Document passage —
%%

It might seem a bit odd, that I would want to spend decades and centuries rediscovering things that other people already know. A waste of effort, isn’t it? It would be more efficient to ask somebody who knows about the thing already.

More efficient it may be, indeed – which is why I don’t do it right now – but more fun it is not. I’m certain that Isaac Newton had way more fun inventing calculus than I had learning about it in school, and that isn’t just because our modern school system is a train-wreck. The joy of discovering something for myself is substantially greater than that of hearing the solution from somewhere else before I’ve even tried my hand at the problem. (I do prefer that the solution be printed somewhere, especially if the experiments to confirm my solution are difficult to create. It would be nice to hear somebody else’s solution to the AI-box problem, for example.)

%%

Material shown —
%%

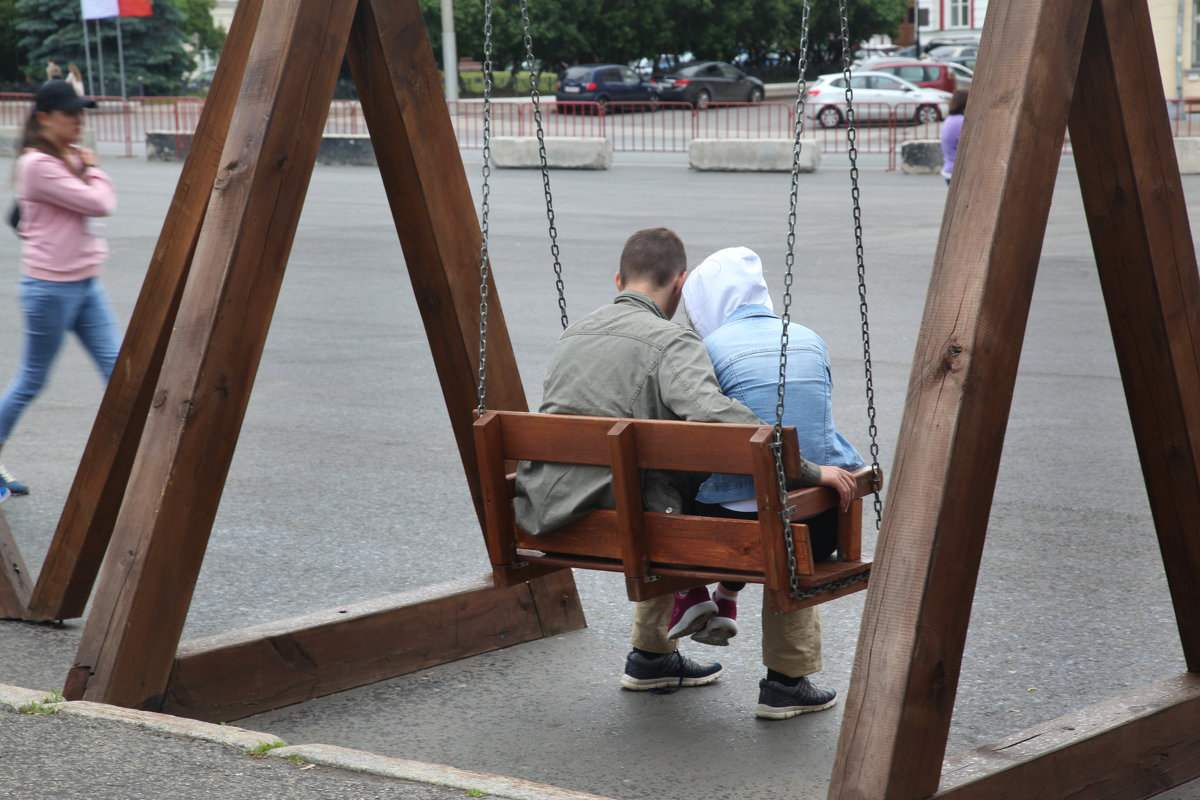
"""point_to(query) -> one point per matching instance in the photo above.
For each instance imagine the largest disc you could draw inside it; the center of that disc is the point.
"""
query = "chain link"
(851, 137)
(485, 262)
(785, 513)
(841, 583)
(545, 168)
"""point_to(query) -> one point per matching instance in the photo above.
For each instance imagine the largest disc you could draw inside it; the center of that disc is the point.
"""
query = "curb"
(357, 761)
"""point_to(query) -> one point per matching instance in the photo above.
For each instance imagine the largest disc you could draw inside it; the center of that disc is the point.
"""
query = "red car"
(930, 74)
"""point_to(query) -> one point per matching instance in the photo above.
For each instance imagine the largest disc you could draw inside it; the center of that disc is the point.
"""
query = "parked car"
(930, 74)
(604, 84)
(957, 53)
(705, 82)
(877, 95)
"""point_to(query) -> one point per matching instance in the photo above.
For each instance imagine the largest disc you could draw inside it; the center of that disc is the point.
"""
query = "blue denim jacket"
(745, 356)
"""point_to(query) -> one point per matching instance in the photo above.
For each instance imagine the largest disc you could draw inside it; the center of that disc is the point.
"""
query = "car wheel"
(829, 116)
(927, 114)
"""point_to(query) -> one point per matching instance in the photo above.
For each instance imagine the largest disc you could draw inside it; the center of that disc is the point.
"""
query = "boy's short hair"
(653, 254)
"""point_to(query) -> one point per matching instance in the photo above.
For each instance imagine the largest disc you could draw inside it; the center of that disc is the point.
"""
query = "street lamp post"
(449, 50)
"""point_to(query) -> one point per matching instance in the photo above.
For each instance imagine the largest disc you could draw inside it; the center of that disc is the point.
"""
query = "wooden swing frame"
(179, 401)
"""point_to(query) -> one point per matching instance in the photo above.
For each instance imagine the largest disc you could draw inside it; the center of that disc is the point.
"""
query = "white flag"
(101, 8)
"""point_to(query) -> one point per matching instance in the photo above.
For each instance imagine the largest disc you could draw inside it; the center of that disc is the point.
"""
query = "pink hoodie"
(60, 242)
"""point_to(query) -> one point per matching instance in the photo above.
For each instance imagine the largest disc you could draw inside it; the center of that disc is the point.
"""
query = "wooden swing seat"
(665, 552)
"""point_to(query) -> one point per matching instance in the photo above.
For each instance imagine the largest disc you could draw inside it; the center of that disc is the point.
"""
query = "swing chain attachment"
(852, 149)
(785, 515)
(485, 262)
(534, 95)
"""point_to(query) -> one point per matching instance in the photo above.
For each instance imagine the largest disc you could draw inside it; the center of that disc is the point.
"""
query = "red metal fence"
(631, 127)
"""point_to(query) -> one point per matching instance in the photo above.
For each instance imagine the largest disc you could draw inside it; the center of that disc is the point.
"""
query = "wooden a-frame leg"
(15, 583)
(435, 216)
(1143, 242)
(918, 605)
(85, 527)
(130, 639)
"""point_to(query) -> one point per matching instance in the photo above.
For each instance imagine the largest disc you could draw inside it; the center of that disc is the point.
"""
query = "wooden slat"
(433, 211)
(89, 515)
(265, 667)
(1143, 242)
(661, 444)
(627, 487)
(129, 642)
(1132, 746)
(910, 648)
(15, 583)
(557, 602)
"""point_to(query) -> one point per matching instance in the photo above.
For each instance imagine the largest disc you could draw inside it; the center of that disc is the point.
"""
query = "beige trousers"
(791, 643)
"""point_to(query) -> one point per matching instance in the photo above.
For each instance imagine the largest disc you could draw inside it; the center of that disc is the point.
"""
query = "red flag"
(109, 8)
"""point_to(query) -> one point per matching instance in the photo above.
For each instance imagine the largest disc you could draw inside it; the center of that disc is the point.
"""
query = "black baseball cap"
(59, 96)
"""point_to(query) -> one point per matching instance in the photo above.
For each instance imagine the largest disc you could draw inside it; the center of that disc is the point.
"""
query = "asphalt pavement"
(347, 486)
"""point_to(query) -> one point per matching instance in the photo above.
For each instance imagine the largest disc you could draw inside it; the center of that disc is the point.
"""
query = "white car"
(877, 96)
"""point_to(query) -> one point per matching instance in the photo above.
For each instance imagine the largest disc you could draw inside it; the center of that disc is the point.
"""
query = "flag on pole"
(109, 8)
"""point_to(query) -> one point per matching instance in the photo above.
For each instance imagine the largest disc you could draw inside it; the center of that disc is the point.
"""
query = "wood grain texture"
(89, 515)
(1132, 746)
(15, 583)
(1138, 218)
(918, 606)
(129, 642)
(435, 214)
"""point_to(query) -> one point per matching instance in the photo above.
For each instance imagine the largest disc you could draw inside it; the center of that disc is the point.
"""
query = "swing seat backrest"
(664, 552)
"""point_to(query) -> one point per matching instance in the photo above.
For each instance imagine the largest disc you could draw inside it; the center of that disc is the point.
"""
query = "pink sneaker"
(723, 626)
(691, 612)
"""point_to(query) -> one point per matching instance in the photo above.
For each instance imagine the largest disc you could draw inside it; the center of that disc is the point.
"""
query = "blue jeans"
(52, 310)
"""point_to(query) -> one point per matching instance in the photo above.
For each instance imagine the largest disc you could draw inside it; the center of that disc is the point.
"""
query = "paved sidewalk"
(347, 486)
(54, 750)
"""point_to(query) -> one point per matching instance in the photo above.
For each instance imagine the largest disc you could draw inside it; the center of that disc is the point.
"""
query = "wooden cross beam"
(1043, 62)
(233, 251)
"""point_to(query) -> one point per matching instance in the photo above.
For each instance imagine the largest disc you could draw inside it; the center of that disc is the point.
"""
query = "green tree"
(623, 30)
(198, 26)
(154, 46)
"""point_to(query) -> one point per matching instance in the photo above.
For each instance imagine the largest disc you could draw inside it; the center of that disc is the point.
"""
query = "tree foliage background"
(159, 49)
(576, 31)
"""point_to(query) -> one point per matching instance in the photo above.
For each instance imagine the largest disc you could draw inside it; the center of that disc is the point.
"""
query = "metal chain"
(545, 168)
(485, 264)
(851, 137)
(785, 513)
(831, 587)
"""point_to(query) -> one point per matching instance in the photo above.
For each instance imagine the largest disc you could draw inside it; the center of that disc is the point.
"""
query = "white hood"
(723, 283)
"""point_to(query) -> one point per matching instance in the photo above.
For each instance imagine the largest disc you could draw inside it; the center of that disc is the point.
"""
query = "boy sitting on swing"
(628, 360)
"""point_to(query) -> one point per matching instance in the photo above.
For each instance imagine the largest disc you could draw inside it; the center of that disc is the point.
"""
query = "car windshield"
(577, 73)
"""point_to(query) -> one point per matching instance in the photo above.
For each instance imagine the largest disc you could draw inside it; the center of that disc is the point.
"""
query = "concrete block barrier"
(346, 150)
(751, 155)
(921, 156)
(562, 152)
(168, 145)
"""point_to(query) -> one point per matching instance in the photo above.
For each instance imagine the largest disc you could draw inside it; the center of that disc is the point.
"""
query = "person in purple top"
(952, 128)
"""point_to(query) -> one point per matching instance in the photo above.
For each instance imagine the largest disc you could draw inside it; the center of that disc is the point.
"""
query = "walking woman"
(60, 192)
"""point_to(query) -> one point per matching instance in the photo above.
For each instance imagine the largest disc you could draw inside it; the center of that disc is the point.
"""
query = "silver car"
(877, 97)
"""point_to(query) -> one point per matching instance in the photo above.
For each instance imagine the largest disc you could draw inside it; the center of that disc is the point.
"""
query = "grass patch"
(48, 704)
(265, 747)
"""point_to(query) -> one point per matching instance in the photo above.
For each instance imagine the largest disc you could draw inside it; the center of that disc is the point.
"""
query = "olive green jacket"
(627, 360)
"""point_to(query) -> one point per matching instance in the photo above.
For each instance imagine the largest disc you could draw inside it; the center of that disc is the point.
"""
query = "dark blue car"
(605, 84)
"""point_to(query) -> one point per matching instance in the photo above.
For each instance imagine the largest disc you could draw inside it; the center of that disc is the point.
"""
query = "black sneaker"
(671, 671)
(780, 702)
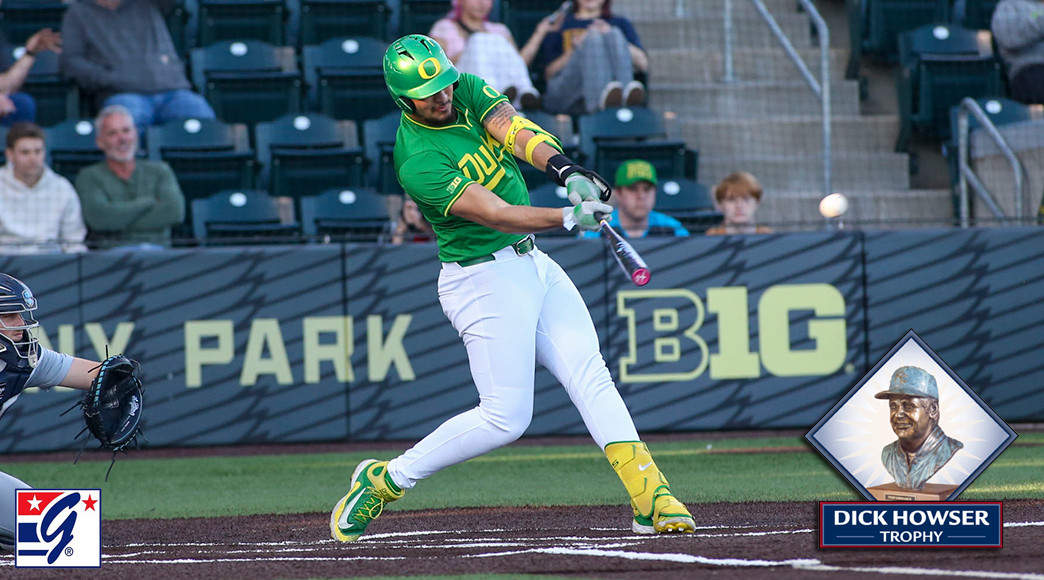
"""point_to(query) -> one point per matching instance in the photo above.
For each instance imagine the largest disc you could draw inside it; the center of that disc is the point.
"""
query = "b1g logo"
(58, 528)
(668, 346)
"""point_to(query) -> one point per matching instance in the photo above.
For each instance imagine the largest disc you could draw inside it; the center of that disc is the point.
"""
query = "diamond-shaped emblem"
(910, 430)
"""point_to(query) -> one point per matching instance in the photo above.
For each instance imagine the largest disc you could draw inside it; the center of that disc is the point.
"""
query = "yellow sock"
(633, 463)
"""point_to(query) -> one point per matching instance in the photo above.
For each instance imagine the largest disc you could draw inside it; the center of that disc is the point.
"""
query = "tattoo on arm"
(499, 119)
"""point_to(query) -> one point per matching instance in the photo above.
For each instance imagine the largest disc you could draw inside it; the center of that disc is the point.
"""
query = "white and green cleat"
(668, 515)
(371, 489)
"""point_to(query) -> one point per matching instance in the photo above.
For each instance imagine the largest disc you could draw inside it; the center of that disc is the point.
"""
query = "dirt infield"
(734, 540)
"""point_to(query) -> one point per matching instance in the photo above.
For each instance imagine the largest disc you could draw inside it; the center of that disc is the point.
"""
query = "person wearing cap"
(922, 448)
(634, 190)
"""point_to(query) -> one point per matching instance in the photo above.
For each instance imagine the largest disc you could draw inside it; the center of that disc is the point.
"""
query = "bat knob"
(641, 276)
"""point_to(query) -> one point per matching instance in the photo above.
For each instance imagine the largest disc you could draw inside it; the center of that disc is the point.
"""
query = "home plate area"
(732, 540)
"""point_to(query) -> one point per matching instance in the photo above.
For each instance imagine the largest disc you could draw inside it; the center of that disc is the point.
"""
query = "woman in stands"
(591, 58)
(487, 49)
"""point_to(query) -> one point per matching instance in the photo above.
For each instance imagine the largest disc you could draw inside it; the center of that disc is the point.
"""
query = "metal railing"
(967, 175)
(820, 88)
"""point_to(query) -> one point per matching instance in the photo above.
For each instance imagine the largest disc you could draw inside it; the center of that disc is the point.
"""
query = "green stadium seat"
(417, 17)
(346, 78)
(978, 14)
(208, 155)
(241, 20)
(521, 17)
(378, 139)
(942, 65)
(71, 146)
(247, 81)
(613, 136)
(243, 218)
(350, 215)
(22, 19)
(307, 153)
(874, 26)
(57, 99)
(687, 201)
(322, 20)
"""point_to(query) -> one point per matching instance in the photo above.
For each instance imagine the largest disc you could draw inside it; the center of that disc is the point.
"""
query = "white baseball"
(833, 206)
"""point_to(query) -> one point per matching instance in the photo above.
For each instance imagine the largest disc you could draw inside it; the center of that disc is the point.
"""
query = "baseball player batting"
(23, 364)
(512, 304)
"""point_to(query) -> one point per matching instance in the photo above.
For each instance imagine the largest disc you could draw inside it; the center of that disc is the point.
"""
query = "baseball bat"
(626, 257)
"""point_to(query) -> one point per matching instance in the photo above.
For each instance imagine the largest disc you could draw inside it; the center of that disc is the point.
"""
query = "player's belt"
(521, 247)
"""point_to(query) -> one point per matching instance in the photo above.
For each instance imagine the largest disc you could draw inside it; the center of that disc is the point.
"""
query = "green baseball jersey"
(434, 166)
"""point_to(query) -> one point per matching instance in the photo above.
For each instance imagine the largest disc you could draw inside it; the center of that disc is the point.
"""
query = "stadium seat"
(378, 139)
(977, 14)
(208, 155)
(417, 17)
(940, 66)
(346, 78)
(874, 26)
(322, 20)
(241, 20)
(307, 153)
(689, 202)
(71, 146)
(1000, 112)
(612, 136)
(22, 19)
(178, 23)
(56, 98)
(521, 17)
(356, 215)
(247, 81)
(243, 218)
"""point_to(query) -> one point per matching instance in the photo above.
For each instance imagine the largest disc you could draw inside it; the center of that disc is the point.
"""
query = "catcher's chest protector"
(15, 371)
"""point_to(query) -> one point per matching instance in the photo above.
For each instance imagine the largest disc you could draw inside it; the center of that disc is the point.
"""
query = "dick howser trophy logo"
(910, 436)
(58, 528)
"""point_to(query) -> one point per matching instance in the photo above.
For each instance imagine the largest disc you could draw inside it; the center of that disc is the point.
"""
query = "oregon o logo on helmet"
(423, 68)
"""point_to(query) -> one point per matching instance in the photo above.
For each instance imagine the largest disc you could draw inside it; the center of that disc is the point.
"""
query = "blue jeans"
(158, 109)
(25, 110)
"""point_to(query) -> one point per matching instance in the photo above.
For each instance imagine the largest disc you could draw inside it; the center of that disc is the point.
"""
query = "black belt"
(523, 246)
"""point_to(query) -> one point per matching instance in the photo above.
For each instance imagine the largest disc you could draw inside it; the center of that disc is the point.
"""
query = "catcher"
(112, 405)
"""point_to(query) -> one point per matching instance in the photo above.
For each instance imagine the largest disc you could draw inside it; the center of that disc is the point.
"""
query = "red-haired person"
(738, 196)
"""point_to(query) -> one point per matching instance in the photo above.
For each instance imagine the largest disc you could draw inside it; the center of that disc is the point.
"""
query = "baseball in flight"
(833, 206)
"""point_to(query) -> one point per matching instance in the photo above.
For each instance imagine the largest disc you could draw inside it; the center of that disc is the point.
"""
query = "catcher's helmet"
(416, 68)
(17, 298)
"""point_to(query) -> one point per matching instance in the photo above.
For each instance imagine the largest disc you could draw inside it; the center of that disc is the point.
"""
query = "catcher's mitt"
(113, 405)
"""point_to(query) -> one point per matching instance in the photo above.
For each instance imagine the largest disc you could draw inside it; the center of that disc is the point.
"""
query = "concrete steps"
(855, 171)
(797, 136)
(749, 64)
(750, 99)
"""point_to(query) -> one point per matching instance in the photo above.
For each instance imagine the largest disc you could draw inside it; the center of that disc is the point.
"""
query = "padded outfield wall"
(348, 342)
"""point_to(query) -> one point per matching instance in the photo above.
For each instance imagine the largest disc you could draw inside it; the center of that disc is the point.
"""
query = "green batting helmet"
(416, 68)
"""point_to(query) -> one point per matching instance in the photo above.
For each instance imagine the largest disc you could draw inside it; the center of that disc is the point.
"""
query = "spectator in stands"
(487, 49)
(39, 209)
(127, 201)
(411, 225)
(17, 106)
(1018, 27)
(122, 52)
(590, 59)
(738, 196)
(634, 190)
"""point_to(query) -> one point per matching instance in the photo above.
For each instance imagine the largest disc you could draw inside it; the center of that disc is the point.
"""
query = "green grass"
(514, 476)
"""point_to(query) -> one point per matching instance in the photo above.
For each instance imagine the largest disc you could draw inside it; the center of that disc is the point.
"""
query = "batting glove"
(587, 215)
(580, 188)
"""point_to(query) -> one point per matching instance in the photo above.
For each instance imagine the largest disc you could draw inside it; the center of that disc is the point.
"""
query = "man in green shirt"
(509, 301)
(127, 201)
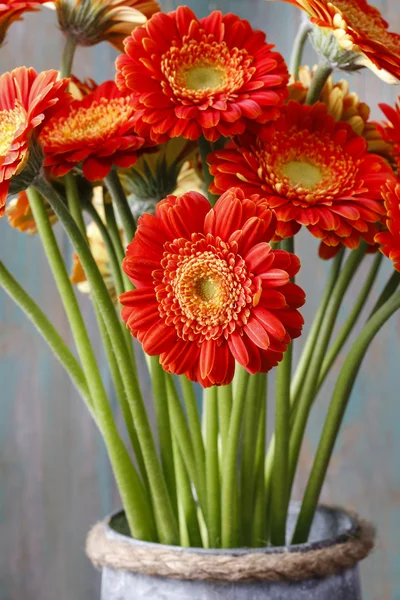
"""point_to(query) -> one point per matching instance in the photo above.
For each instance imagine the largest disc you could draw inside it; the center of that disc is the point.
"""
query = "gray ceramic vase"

%%

Required work —
1 > Translate this sentence from the essay on rediscovering what others already know into Spanish: "The joy of discovering something for myself is substantially greater than that of hearing the solution from somewhere else before I’ve even tried my hand at the problem."
2 > Pick up the essay on rediscovering what others already know and continue it from its final sentence.

Outputs in order —
1 > La alegría de descubrir algo por mi cuenta es considerablemente mayor que la de oír la solución en otra parte antes de siquiera haber intentado resolver el problema.

2 >
Not only is the joy of the knowledge-acquisition inherently less, but the quality of the knowledge itself is also lower. When you discover something for yourself, you don’t have the problem of storing as “knowledge” what is actually just a referentless pointer (ie. a physicist tells you that “light is waves”, and you store the phrase “light is waves”, but you don’t have the background knowledge to really know what it means, and you couldn’t regenerate the “knowledge” if it were deleted from your brain). You also won’t have the potential pitfall of taking the solution for granted. People often don’t properly contextualize beliefs that they themselves didn’t generate: it feels to them like things which are now understood by Science, like rocks and stars and brains, have always been that way, instead of having been a mystery to the human species for the many millennia until they suddenly weren’t anymore.

There is a more abstract objection to the idea of reinventing old discoveries, coming from a less efficiency-focused mental place. The idea seems to be that, if somebody already knows, the problem is for some reason no longer interesting. It’s the position taken by everyone who is enraptured by the breaking new scientific controversies, but is not the slightest bit interested in the proved-correct equations of General Relativity.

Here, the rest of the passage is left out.